Top of Source passage
Biden official says WHO needs to dig deeper on coronavirus origins

A member of the World Health Organisation visits an exhibition on how China fought the coronavirus in Wuhan, on Jan 30, 2021. PHOTO: REUTERS

WASHINGTON (NYTIMES) - United States President Joe Biden's national security adviser on Sunday (Feb 21) urged the World Health Organisation (WHO) to dig deeper and China to release raw data on the origins of the Covid-19 virus, casting doubt on the completeness of a coming report from the health organisation.

"The only way to have a scientifically based investigation is to have access to all the data," Mr Jake Sullivan, the national security adviser, said on Face The Nation on CBS, calling for "a credible, open, transparent international investigation led by the World Health Organisation".

The WHO sent a team of investigators, mostly scientists, to China for four weeks over January and February to investigate the origins of the virus. The team said after returning to the US that Chinese scientists refused to give them access to patient records and other critical data.

The investigators are already working on a preliminary report, but Mr Sullivan said more research was needed.

"The WHO still has more work to do to get to the bottom of exactly where this virus emerged," he said.

Towards the end of the show on which Mr Sullivan aired his concerns, Mr Matthew Pottinger, ex-US president Donald Trump's former deputy national security adviser, made an appearance in which he continued to advance a discredited theory promoted by the previous administration and challenged by many scientists - that Covid-19 was the product of secret Chinese military experimentation in a lab in Wuhan, China.

While acknowledging some of the Trump administration's "grave missteps", such as not advising the American public soon enough to wear masks and not doing enough collection and analysis about the how the virus was spreading and evolving genetically, Mr Pottinger said China misled US public health experts by not disclosing that the virus could spread silently, carried by people who did not show symptoms.

"We were waiting to be fed information when the nature of that regime meant that we were not going to get that information," Mr Pottinger said. "They had a strong incentive to mislead their own public and the rest of the world about the nature of this virus."

During his appearance, Mr Sullivan lamented a decision by the Trump administration to dismantle a special White House office that the Obama administration set up inside the National Security Council to detect and address pandemics.

And Mr Pottinger said that, based on the Covid-19 experience, the Centres for Disease Control and Prevention should establish "a new super body for pandemic preparedness and response", with the person in charge attached to the White House.

Both men said that the US intelligence community should have played a greater role in addressing the Covid-19 pandemic.

Mr Sullivan said the Biden administration would be increasing "its tools, its resources, its practices to focus on detecting, preventing and responding to pandemics".

Mr Pottinger, a former Marine intelligence officer who resigned from the Trump administration after Mr Trump's supporters invaded the Capitol on Jan 6, said: "I don't think that the intelligence community is going to be able to do more than that critical role of collecting and analysing the information."
Bottom of Source passage
Top of Data section
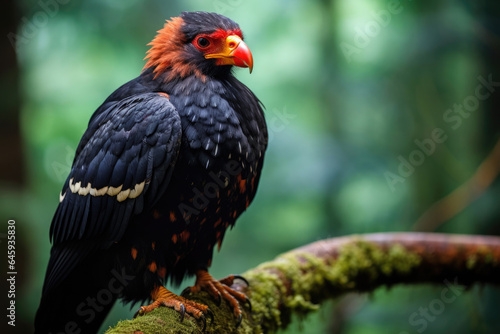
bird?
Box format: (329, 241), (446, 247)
(34, 11), (268, 333)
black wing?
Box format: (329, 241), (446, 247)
(44, 93), (182, 291)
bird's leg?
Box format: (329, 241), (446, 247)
(181, 270), (251, 325)
(134, 286), (209, 327)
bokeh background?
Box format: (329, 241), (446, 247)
Bottom of Data section
▸ What is needed:
Rewrite the article on coronavirus origins from "The WHO sent" up to and including "other critical data.", changing "four weeks" to "several weeks". Work only from the article on coronavirus origins.

▸ Solution for this exercise:
The WHO sent a team of investigators, mostly scientists, to China for several weeks over January and February to investigate the origins of the virus. The team said after returning to the US that Chinese scientists refused to give them access to patient records and other critical data.